- **Exercise brief**:
Copy out the stretch of the Sustainable Growth Rate passage from "The Sustainable Growth" through "in January 2010.".

- **Given text**:
The Sustainable Growth Rate (SGR) is a formula that was created in 1997 designed to prevent Medicare physician payments from skyrocketing. The formula indexes physician reimbursements to the economy as a whole. However, because healthcare costs have increased so much more rapidly than the GDP, the SGR has in fact called for major cuts in physician reimbursements every year since 2002. To prevent these cuts from actually taking effect, Congress has voted nearly every year to temporarily reverse the formula for that year. While these year-by-year "patches" have temporarily prevented massive reductions in reimbursements, the net effect of has been that the SGR has called for even larger increases in subsequent years. In fact, the SGR calls for a 21.5% reduction in Medicare reimbursements to physicians in January 2010.

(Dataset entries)
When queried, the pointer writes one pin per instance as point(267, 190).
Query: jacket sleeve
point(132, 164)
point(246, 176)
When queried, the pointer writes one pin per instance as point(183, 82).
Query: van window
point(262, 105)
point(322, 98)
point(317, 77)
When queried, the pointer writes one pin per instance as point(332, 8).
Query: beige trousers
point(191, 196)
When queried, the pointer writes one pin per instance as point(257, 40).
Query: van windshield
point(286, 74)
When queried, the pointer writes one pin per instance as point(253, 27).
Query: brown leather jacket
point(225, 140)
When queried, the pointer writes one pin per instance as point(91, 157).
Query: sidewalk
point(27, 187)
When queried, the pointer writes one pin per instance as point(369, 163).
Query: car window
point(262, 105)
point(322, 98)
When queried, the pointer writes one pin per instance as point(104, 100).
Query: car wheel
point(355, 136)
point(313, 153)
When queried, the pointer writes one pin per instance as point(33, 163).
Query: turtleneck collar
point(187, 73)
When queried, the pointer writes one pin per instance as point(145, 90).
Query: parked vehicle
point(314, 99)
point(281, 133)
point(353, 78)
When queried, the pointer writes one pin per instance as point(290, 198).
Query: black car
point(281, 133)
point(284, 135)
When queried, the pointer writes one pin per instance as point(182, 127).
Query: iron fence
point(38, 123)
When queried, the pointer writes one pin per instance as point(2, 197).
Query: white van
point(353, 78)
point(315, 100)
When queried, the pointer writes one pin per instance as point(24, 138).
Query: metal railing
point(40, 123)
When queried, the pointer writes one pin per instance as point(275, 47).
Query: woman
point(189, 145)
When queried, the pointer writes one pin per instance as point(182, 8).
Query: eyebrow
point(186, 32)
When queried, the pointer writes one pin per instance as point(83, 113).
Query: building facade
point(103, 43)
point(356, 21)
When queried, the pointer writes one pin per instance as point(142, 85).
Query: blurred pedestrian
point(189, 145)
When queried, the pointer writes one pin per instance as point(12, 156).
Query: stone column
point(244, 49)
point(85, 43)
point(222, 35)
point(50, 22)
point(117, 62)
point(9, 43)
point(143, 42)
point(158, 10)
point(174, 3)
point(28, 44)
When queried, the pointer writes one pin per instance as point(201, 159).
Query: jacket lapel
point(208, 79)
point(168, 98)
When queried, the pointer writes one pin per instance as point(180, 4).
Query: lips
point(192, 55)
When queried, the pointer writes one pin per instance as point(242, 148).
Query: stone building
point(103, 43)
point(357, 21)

- **Response for this exercise**:
The Sustainable Growth Rate (SGR) is a formula that was created in 1997 designed to prevent Medicare physician payments from skyrocketing. The formula indexes physician reimbursements to the economy as a whole. However, because healthcare costs have increased so much more rapidly than the GDP, the SGR has in fact called for major cuts in physician reimbursements every year since 2002. To prevent these cuts from actually taking effect, Congress has voted nearly every year to temporarily reverse the formula for that year. While these year-by-year "patches" have temporarily prevented massive reductions in reimbursements, the net effect of has been that the SGR has called for even larger increases in subsequent years. In fact, the SGR calls for a 21.5% reduction in Medicare reimbursements to physicians in January 2010.